● **Stated exercise A**: Extract the passage of the Tailscale post from "Bringing the cloud" to "of the internet.", word for word.
● **Stated exercise B**:
Answer these questions about the Tailscale post, one per line:
(i) On what date was the post published?
(ii) Which install pattern does the author say they don't like?
(iii) To which file should the API key value be added?
● **Stated exercise C**: Continue the post about bringing the cloud home with Tailscale from the end of the part shown.

Begin Document passage

Bringing the cloud home with tailscale

December 27, 2024

In a previous post, we looked at how you might log into your basement from a coffee shop. In this post, we're going to use the VPN to make a cloud machine seem like it's on our local network. The value-add is that communication is secure without complicated SSH tunnels or TLS certs. We can experiment with bare HTTP traffic without exposing that to the wilds of the internet.

The problem

Secure communication to a cloud machine for exploratory/development purposes without ssh tunnels or TLS. It should "just work" as if we magically dropped another box in our basement.

How to

Tailscale actually has a guide at https://tailscale.com/kb/1147/cloud-gce. It's great to tell you what's going on, but not particularly fast/painless. I also have don't like the curl-pipe-bash install pattern, especially when it requires root. Can we do this all automaticaly when we spin up the cloud VM? We sure can. Let's dive in.

Provisioning (with automation)

I like repeatability. It lets me stand up projects/machines quickly, try something, and tear it all down so I'm not charged for more than I use. This means I don't want to click through the UI a lot. Luckily, the Google cloud (and pretty much any cloud) supports calls that lets a user script any interaction. It's a fundamental reason so many people move to the cloud, so let's leverage that. We'll use a tool called https://www.hashicorp.com/products/terraform to do that.

Tailscale prerequisite & repo use

You need to have an API key. See https://tailscale.com/kb/1101/api. I created one with too many things checked. I'll leave it to an exercise to the reader to get the minimal set of permissions for use in this repo. Add the value to a variables.tfvars file:

ts_api_key = "tskey-api-kEXKyTxxxxxxxx..."

End Document passage
Begin Dataset content

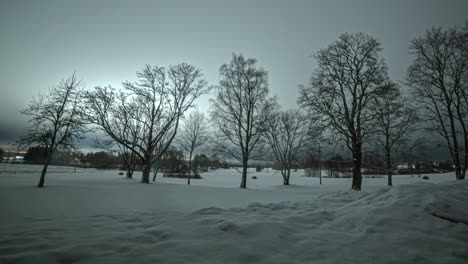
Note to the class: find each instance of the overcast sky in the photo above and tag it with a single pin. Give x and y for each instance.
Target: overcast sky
(106, 42)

End Dataset content

● **Expected output A**:
Bringing the cloud home with tailscale

December 27, 2024

In a previous post, we looked at how you might log into your basement from a coffee shop. In this post, we're going to use the VPN to make a cloud machine seem like it's on our local network. The value-add is that communication is secure without complicated SSH tunnels or TLS certs. We can experiment with bare HTTP traffic without exposing that to the wilds of the internet.

● **Expected output B**:
(i) December 27, 2024
(ii) The curl-pipe-bash install pattern
(iii) variables.tfvars

● **Expected output C**:
Note that the repo referenced requires 4 variables:

ts_api_key = "tskey-api-kEXKyTxxxxxxxx..."
proj_id = "<project_name>"
tailnet = "<your tailnet>"
host_prefix = "<host_prefix>"

Terraform

Details on how to use terraform are a bit outside our scope here, but a quick overview is: you code up what you want, then run a "plan" phase to make sure your code will result in what you want, and finally run an "apply" phase to create the cloud infrastructure. When you're done, you run a "destroy" and it all gets cleaned up and deleted nicely. No surprise bills.

cloud-init

Terraform will only get you so far. It targets the large operations of the cloud, but tends not to get into the fine details of machine configuration. For that, you need a tool like ansible, puppet, chef, or cloud-init. While the other tools have their merits, my case of needing to run something once, during provision, and with no concern to ongoing maintenance or drift is a perfect match for cloud-init. The lack of dependencies also makes it less complicated to use (though the documentation is notably worse than the other config management tools).

Combining various steps

If you read through the tailscale doc, there is a pretty long process:

  1. create the VM https://tailscale.com/kb/1147/cloud-gce
  2. Install tailscale https://tailscale.com/kb/1476/install-ubuntu-2404
  3. Approve the machine joining the tailnet (which isn't specifically called out, but it's a manual step during the install)

The first is easy with terraform. https://github.com/sweeneyb/devEnvs/blob/9361b128799b5d92987c8130076fb29516b47a1a/pulsar/main.tf#L55 shows a block of terraform that creates a VM.

resource "google_compute_instance" "VMs" {
  count = var.cluster_size
  name         = "${var.host_prefix}${format("-%03s", count.index+1)}"
  project = google_project.dev-project.project_id
  machine_type = "e2-standard-2"
  zone         = "us-east1-b"


  boot_disk {
    initialize_params {
      type  = "pd-standard"
      image = "projects/ubuntu-os-cloud/global/images/family/ubuntu-2404-lts-amd64"
      size  = var.boot_disk_size
    }
  }

  network_interface {
    network = "default"
    // If you need a public IP, uncomment this.
    access_config {
      // Ephemeral IP
    }
  }

  metadata = {
    user-data                  = templatefile("cloud-init.tftpl", {KEY = tailscale_tailnet_key.vm_keys[count.index].key})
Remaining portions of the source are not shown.